= Objective =
Reproduce verbatim the rows below, starting at the line with "roof and supply box coordinates for each." and continuing up to and including the line with "[538,265,991,364]".

= Material for this exercise =
..........

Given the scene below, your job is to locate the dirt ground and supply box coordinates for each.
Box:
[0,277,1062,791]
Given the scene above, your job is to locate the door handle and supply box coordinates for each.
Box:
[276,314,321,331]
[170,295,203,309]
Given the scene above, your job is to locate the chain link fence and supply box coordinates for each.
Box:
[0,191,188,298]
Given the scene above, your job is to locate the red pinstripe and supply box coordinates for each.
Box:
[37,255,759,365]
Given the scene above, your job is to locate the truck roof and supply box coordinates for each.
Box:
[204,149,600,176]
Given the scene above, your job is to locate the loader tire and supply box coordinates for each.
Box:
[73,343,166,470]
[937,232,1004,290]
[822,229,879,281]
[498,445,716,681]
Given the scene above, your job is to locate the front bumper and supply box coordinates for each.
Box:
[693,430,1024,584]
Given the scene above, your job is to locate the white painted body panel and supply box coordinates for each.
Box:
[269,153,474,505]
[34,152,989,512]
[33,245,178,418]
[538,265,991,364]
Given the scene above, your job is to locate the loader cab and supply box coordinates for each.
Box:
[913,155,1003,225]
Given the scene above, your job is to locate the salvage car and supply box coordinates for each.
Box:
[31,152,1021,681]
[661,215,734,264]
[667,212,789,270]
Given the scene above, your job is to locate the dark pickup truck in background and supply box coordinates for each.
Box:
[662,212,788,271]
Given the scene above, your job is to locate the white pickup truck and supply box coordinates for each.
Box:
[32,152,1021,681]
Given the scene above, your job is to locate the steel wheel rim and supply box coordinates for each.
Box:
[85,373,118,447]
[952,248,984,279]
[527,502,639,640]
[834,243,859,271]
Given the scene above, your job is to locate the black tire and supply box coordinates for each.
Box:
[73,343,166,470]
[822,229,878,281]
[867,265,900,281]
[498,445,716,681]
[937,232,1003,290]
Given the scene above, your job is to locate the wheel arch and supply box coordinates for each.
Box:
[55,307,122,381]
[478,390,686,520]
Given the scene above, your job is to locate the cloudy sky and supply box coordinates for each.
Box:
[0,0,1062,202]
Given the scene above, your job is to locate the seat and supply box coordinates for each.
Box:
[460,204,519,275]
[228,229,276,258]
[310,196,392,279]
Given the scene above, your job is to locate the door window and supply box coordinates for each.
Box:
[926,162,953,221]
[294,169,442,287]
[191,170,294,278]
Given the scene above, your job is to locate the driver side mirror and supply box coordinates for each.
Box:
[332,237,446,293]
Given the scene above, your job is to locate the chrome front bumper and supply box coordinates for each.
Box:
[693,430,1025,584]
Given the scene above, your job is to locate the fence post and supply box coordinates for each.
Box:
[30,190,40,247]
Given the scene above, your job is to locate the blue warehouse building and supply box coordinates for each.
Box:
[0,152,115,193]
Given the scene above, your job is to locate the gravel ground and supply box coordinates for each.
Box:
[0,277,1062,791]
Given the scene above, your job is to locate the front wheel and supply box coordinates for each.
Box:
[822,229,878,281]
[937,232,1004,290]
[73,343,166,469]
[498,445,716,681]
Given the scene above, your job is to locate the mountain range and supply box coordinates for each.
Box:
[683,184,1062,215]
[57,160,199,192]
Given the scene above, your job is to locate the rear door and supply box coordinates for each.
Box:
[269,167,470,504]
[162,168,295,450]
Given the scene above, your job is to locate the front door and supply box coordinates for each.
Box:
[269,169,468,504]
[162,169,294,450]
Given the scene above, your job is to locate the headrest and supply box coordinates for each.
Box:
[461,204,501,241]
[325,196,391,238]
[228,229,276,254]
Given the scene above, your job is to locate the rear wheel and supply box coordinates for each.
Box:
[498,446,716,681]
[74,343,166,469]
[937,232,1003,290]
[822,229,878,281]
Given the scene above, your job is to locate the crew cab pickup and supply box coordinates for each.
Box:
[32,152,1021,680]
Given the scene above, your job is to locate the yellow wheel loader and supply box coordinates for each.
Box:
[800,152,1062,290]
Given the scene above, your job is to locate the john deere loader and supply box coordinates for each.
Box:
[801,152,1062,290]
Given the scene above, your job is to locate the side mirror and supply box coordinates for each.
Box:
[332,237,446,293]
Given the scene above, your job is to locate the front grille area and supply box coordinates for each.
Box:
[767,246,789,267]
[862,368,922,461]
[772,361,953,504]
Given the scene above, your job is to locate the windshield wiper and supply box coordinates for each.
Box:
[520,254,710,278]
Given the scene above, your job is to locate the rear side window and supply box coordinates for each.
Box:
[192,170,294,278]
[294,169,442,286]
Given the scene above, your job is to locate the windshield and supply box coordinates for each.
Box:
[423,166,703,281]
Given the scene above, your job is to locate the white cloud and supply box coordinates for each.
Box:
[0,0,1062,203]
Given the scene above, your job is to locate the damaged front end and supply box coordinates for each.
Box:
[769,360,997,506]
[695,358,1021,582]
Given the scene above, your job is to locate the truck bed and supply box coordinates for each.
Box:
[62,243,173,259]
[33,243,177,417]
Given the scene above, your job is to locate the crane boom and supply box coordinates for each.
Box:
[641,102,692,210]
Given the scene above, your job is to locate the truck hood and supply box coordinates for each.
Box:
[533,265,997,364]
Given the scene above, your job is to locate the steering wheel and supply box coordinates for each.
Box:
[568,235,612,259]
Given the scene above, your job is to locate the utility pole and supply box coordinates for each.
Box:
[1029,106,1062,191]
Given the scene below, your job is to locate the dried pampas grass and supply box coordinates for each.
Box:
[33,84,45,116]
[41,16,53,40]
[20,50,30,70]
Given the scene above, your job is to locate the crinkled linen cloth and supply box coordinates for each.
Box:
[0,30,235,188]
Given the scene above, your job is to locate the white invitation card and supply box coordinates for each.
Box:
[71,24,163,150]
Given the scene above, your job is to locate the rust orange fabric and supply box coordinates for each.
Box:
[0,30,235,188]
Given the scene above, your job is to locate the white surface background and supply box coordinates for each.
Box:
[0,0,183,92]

..........

= Answer for this exercise =
Given the scene above, your job is to locate the truck roof and supply box coordinates for each.
Box:
[204,149,600,176]
Given the scene above, your job is to locate the loader tire and supply box coordinates for each.
Box:
[73,343,166,470]
[937,232,1004,290]
[822,229,879,281]
[498,445,716,681]
Given the scene above, your job is to locate the front bumper and supply box coordinates for each.
Box:
[693,430,1024,584]
Given the scene above, your job is to locate the white painted body panel and supply box coordinates for each.
Box:
[269,153,474,505]
[34,152,989,512]
[33,245,178,418]
[538,265,991,364]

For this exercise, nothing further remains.